• [Written exercise a]
Echo every line of the records below, character for character, without reproducing the iPhone sales forecast.

• [Excerpt to read]
We have the pent-up demand for the new iPhone, we have the dynamics of holiday spending and we have a question mark on pattern of growth for the iPad. I’ll discuss each assumption in turn:

The first assumption remains that iPhone growth is approximately 100% for the full year. Last calendar year there were 47.5 million iPhones sold. A 100% growth would imply about 95 million for this year. So far 56 million were sold. To reach a doubling then 39 million would need to ship in Q4.

Another approach is to look at quarterly growth rates. Thus far, we’ve had 113%, 142% and 21% for the first three quarters. To reach an average of 100% for the year then the fourth quarter would need about 120% or 36 million units.

36 to 39 million would be a good bounding range if there were no other mitigating factors. The information published so far shows no particular problems with either production or access to markets so I’m going to go with 35.7 million.

• [Recorded data]

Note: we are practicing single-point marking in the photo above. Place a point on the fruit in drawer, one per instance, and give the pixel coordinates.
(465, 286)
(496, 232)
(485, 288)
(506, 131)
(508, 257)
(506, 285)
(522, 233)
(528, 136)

• [Written exercise b]
Carry on the iPhone sales forecast above, starting right after its final sentence.

• [Final answer a]
Note: we are practicing single-point marking in the photo above. Place a point on the fruit in drawer, one per instance, and give the pixel coordinates.
(465, 286)
(496, 232)
(485, 288)
(506, 131)
(508, 257)
(506, 285)
(522, 233)
(528, 136)

• [Final answer b]
The second major assumption relates to the iPad. The iPad has been a challenge to predict since launch. Not only is it a new category but it comes with a different launch cycle than the iPhone and has significant constraints on production. There have been only two quarters where we could measure y/y growth: 182.8% in Q2 and 165.6% in Q3. I was initially tempted to dial in 150% for Q4 but the question of transition comes up. The first iPad model grew well into the holiday quarter but dropped dramatically into the first as it went through the transition to the iPad 2.

Are we going to see the transition effect earlier this year? I’m being cautious and suggesting only 100% iPad growth or 14.6 million units this quarter. This is still a very challenging product to forecast.

So here are my fourth calendar quarter forecasts (with y/y growth in parentheses):

  • iPhone units: 35.7 million (120%)
  • Macs: 5.2 million (27%)
  • iPads: 14.7 million (100%)
  • iPods: 13.6 million (-30%)
  • Music (incl. app) rev. growth: 22%
  • Peripherals rev. growth: 25%
  • Software rev. growth: 25%
  • Total revenues: $44.6 billion (growth: 67%)
  • GM: 42.0%
  • EPS: $12.3 (91%)

This earnings value would imply a trailing twelve months’ EPS of about 33.5. At $390/share the P/E would be 11.6. Cash and equivalents may increase to $90 billion.

  • Anonymous

    For your iPhone estimate, did you chose just below the 36-39 million range to be conservative or do you have a sense that it is on the low end or that they will have trouble making that level?

    • Being conservative.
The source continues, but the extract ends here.